EXERCISE OBJECTIVE: Please quote the material below word for word.

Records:
+===+

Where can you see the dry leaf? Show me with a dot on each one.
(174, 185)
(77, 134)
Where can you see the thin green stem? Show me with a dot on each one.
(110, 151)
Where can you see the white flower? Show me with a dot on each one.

+===+

TASK RESULT:
Where can you see the dry leaf? Show me with a dot on each one.
(174, 185)
(77, 134)
Where can you see the thin green stem? Show me with a dot on each one.
(110, 151)
Where can you see the white flower? Show me with a dot on each one.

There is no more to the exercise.